* **Document segment**
________________________________________

« Previous · Tax Update Blog Home · Next »
Tax Attorney Kreig Mitchell says last week's Miller Tax Court Case provides a window to the IRS approach to audits. The case involved an S corporation shareholder who deducted losses based on amounts he loaned to the corporation. Mr. Mitchell writes:
Based on the court opinion, it is apparent that the IRS agent undertook the tax audit with the sole aim of disallowing the losses. Ultimately the IRS logic is that Miller paid too little in tax in relation to other somewhat similar situated taxpayers - even though he was well within the law - therefore it is the IRS agent's job to collect tax revenues from Miller. I have seen this numerous times (so much so that I can almost see the look on the agents facial expressions as he or she is interviewing the taxpayer).
Mr. Miller won his tax case, but Mr. Mitchell says some taxpayers get buffaloed into conceding unwarranted tax adjustments.

________________________________________

* **Extracted records**
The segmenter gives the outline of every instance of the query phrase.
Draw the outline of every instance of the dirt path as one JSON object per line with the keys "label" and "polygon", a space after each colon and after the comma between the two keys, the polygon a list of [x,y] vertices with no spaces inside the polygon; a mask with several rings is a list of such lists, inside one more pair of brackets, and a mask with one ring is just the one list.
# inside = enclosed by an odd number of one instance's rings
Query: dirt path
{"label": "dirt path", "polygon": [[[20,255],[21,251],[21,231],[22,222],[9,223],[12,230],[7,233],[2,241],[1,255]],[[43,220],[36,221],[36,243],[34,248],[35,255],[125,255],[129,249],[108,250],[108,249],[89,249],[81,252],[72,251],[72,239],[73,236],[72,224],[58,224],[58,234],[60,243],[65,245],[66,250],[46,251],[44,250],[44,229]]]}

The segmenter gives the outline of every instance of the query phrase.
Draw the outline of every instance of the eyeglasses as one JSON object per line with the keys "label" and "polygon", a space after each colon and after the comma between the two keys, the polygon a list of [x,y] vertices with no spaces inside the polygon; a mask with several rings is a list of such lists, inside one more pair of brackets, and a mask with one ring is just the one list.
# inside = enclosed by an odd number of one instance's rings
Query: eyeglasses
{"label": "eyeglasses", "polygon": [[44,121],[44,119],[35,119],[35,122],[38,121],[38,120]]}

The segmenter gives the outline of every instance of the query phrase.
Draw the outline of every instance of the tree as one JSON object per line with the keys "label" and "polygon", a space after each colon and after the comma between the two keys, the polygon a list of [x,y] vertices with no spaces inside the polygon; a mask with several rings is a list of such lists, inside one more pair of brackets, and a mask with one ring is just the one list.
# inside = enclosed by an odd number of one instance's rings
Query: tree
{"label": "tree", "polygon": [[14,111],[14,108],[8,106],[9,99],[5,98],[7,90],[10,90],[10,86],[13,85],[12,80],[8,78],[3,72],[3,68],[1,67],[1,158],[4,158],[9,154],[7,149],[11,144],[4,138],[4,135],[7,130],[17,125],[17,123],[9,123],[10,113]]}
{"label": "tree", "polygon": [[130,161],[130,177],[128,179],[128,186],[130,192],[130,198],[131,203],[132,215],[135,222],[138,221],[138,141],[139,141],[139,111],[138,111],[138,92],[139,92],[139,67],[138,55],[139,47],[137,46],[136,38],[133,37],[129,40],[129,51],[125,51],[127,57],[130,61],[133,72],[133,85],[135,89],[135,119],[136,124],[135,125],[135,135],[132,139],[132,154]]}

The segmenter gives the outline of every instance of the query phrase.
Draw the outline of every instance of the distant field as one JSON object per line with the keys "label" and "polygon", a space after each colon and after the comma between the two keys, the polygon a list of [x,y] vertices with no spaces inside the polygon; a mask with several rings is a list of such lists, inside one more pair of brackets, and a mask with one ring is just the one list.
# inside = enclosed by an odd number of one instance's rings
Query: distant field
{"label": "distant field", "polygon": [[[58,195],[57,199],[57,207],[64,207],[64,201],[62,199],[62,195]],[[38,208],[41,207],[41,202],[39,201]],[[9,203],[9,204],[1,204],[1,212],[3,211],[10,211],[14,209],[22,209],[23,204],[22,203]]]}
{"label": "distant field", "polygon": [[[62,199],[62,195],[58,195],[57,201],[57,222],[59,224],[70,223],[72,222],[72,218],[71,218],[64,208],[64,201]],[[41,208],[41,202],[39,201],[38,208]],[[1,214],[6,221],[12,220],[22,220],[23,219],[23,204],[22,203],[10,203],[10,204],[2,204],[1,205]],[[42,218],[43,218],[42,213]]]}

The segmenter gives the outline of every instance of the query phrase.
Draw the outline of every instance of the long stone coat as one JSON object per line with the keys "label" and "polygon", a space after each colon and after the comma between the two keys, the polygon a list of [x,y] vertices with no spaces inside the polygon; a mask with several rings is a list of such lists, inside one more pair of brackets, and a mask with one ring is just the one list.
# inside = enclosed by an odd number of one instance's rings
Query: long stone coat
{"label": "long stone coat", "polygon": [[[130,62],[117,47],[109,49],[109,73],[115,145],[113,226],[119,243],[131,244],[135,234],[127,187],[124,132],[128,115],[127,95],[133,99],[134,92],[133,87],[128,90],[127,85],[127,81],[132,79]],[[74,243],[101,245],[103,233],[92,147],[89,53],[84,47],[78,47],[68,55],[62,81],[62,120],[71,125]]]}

________________________________________

* **Your tasks**
[A] Please copy the tax blog post from "Tax Attorney Kreig" to "unwarranted tax adjustments.".
[B] List the navigation links shown at the top of the tax blog post.
[C] For each statement, say whether it agrees with the tax blog post. (i) The shareholder in the Miller case deducted losses based on amounts he loaned to the corporation. (ii) Mr. Miller lost his tax case. (iii) Mr. Mitchell says he has seen this IRS approach only once.

* **The responses**
[A]
Tax Attorney Kreig Mitchell says last week's Miller Tax Court Case provides a window to the IRS approach to audits. The case involved an S corporation shareholder who deducted losses based on amounts he loaned to the corporation. Mr. Mitchell writes:
Based on the court opinion, it is apparent that the IRS agent undertook the tax audit with the sole aim of disallowing the losses. Ultimately the IRS logic is that Miller paid too little in tax in relation to other somewhat similar situated taxpayers - even though he was well within the law - therefore it is the IRS agent's job to collect tax revenues from Miller. I have seen this numerous times (so much so that I can almost see the look on the agents facial expressions as he or she is interviewing the taxpayer).
Mr. Miller won his tax case, but Mr. Mitchell says some taxpayers get buffaloed into conceding unwarranted tax adjustments.

[B]
Previous
Tax Update Blog Home
Next

[C]
(i) Yes: "deducted losses based on amounts he loaned to the corporation"
(ii) No: "Mr. Miller won his tax case"
(iii) No: "I have seen this numerous times"